##### Data listing

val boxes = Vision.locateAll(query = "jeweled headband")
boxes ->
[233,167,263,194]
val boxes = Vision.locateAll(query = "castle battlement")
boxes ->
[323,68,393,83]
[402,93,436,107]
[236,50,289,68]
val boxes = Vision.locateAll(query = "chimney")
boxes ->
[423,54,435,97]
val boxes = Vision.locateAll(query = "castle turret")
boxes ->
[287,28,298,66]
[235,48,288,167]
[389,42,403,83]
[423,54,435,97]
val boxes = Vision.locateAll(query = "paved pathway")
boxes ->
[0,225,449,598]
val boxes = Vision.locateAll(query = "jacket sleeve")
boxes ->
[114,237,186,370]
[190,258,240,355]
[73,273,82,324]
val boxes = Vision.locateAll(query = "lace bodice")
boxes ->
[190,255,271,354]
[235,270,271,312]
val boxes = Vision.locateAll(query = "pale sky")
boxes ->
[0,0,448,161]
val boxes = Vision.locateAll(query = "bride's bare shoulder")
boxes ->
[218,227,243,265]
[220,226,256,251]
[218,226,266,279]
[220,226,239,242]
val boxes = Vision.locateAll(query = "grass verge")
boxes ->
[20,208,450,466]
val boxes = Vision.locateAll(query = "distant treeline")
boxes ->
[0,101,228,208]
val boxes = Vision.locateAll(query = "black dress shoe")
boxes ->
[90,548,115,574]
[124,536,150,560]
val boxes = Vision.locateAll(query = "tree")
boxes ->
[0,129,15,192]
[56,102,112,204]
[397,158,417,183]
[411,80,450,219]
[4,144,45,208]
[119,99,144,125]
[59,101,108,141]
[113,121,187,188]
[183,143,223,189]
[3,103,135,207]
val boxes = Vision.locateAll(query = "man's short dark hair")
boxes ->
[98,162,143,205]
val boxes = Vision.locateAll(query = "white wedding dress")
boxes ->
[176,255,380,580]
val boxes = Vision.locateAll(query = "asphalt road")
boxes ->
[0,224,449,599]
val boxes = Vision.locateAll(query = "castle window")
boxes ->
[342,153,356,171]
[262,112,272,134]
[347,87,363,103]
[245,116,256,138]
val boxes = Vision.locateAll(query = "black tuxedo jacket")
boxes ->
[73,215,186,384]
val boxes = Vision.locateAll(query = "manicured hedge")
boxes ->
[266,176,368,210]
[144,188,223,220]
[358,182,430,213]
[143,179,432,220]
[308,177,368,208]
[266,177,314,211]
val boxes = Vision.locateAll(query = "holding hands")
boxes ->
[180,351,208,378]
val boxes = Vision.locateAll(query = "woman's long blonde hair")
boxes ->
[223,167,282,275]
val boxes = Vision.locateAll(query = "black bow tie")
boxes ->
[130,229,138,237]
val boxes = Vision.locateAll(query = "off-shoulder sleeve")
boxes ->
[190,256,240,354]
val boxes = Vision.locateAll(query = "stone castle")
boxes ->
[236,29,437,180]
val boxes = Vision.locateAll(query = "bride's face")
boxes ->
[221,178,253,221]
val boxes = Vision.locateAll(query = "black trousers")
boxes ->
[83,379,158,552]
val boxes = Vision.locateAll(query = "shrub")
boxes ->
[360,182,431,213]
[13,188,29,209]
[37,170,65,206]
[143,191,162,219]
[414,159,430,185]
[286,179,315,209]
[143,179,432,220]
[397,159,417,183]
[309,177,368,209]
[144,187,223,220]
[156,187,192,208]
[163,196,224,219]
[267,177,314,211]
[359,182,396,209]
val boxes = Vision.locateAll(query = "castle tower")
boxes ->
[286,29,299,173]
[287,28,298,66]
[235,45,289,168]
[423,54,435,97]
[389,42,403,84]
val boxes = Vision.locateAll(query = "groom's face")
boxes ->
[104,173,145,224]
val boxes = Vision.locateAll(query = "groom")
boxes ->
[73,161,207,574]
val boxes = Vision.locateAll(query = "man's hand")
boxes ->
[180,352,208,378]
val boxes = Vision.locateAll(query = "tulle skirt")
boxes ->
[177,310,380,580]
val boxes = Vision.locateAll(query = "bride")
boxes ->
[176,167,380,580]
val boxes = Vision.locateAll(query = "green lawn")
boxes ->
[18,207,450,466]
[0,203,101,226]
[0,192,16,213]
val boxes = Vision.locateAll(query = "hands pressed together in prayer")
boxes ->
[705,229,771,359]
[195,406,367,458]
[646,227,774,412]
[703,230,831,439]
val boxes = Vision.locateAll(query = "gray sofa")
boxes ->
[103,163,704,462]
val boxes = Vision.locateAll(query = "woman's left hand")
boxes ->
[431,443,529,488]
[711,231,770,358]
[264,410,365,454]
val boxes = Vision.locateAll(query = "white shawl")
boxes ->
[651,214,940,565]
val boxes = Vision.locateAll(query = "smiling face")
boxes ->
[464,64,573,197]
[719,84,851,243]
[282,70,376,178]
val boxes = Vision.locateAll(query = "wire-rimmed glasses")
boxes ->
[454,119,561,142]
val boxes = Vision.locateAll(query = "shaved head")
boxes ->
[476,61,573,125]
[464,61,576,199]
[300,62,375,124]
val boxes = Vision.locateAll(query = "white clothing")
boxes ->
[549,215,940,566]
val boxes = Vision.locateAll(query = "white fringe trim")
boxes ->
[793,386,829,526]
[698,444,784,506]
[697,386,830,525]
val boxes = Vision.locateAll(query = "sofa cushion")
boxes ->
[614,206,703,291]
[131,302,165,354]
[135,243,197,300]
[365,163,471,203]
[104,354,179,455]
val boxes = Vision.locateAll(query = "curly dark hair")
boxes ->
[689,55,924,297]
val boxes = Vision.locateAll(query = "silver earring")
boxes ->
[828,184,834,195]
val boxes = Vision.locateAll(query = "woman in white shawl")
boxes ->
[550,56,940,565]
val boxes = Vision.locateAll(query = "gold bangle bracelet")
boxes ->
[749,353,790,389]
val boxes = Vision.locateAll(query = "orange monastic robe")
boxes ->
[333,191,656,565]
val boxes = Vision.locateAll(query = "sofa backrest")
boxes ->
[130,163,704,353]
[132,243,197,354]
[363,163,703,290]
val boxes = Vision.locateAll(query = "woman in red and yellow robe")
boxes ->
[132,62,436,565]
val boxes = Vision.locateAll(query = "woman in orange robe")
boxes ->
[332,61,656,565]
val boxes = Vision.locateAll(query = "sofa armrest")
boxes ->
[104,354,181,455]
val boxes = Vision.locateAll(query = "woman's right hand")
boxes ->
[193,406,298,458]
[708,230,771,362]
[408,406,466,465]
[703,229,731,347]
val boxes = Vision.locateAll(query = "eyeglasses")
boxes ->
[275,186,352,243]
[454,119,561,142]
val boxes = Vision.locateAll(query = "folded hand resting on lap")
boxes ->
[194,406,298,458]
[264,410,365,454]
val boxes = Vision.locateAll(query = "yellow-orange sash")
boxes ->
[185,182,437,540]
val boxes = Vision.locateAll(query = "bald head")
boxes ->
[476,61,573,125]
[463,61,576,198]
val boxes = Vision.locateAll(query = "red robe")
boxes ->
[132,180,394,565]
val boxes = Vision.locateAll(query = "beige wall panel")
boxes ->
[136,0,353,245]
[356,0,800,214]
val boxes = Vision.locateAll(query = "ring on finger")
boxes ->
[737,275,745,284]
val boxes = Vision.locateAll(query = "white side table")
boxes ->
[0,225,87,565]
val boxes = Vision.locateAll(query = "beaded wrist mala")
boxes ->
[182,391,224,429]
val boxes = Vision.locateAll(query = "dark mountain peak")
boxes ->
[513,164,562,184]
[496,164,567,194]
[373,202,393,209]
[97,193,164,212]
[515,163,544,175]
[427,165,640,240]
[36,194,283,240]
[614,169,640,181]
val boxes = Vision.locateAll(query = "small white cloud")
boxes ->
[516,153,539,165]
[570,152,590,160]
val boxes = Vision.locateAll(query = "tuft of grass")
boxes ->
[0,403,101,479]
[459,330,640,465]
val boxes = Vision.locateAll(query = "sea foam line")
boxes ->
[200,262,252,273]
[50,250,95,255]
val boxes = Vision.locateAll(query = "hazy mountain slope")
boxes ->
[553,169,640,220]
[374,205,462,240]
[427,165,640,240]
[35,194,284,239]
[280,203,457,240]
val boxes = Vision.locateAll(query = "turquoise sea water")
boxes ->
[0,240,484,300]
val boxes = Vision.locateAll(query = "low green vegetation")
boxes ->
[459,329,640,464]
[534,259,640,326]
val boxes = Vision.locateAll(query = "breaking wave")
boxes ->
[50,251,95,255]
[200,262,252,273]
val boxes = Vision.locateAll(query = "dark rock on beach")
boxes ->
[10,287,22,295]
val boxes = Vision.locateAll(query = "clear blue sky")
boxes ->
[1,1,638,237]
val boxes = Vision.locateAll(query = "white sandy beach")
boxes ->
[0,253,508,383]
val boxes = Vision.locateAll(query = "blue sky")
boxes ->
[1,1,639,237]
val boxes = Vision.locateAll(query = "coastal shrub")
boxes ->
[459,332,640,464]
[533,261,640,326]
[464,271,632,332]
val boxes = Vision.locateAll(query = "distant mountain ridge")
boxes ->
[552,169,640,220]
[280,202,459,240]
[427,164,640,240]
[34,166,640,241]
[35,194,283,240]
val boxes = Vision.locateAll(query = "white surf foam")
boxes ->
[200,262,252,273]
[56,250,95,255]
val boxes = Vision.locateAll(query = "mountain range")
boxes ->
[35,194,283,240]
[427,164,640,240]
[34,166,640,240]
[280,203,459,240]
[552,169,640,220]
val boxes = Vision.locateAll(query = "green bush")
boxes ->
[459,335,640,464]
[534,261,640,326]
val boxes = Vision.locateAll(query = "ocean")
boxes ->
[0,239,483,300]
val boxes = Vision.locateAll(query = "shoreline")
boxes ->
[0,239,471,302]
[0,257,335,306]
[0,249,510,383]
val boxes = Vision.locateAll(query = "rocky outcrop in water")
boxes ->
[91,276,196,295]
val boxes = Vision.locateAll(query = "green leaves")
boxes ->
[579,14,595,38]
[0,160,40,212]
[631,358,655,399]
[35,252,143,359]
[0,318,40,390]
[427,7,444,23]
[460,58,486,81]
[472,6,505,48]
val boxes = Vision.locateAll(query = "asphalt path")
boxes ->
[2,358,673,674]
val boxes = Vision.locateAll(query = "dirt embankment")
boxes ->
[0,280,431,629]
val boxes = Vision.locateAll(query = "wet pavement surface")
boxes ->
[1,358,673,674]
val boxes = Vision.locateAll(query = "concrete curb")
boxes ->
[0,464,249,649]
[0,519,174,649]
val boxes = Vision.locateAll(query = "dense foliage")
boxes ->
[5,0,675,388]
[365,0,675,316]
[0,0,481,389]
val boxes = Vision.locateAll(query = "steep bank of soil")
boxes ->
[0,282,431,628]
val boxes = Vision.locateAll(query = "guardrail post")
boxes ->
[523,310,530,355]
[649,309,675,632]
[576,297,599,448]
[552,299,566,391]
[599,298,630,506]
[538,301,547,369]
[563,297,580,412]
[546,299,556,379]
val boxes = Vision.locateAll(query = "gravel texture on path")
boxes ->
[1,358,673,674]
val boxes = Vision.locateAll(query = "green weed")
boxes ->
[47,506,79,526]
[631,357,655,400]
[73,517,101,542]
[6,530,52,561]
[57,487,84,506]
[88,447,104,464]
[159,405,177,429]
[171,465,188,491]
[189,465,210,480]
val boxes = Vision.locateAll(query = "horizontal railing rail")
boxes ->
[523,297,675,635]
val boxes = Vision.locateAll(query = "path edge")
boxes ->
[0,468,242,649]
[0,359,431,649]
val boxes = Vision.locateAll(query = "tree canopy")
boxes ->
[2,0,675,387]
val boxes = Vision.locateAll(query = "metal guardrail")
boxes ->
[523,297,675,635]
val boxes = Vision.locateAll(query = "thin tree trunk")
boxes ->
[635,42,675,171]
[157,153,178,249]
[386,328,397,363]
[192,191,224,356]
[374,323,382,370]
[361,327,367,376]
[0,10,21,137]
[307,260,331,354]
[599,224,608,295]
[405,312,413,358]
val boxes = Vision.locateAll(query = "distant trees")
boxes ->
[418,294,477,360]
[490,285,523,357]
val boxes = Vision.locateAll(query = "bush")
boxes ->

##########

§ **What is required**: Gather each line of the listing that holds the string "dark".

§ **Answer to this exercise**:
val boxes = Vision.locateAll(query = "man's short dark hair")
val boxes = Vision.locateAll(query = "curly dark hair")
val boxes = Vision.locateAll(query = "dark mountain peak")
val boxes = Vision.locateAll(query = "dark rock on beach")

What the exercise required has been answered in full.